* **EXERCISE DESCRIPTION**
Can you write out every line of the listing below, from the one containing "Could you confirm whether any sky" through the end of the listing, adding 33 to each bounding-box coordinate given as an answer and leaving every other number unchanged?

-- Begin --

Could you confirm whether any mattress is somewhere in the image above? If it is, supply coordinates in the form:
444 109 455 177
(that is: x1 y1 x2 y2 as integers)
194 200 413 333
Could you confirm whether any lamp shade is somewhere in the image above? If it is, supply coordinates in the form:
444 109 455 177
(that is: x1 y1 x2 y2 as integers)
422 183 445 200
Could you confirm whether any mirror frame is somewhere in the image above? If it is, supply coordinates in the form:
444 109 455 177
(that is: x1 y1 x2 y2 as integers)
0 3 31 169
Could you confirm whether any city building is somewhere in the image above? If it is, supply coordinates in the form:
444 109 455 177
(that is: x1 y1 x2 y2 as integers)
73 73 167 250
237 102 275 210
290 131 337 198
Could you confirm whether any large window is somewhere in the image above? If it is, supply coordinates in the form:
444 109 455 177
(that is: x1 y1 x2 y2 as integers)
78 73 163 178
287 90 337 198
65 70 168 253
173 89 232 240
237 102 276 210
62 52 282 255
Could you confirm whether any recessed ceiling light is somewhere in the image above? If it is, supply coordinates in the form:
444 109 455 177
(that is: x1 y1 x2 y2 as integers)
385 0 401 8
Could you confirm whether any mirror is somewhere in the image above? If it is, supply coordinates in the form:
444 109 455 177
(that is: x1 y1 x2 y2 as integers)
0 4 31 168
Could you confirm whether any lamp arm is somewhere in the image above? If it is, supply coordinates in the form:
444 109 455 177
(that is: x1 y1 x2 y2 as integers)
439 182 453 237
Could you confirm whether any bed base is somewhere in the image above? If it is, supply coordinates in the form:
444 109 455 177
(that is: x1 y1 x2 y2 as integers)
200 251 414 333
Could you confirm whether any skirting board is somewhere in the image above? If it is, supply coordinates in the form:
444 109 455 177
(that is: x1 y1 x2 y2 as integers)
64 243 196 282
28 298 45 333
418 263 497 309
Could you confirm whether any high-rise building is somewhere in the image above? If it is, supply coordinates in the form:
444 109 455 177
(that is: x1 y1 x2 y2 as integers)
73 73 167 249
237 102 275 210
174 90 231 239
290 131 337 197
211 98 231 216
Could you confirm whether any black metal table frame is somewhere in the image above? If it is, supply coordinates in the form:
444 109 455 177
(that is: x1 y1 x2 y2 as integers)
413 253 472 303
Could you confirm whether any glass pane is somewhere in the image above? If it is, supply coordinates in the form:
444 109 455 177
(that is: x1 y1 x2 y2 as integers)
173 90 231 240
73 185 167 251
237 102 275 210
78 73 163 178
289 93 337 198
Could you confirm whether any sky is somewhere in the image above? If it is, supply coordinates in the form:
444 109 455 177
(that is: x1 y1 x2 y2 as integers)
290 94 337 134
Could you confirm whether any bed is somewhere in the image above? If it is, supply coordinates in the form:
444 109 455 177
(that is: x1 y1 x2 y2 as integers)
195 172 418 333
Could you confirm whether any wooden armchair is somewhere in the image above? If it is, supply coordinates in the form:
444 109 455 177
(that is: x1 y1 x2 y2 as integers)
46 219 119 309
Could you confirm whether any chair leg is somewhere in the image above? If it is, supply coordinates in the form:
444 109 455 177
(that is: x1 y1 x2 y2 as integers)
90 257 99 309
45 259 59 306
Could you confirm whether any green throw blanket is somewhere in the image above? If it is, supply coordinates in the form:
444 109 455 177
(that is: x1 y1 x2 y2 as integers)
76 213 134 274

-- End --

* **SOLUTION TO THIS EXERCISE**
Could you confirm whether any sky is somewhere in the image above? If it is, supply coordinates in the form:
444 109 455 177
(that is: x1 y1 x2 y2 as integers)
323 127 370 167
Could you confirm whether any bed is somewhere in the image above? If it is, supply coordinates in the form:
444 109 455 177
(that is: x1 y1 x2 y2 as integers)
228 205 451 366
Could you confirm whether any wooden armchair is somewhere in the image above? If it is, supply coordinates in the form:
444 109 455 177
(that is: x1 y1 x2 y2 as integers)
79 252 152 342
Could you confirm whether any chair leg is somewhere in the image above? If it is, supply coordinates in the form:
444 109 455 177
(that is: x1 y1 x2 y2 as integers)
123 290 132 342
78 292 92 339
Could you confirm whether any green throw blanket is somewhere in the image above? If it is, supply coordinates in the form:
444 109 455 177
(that is: x1 y1 x2 y2 as integers)
109 246 167 307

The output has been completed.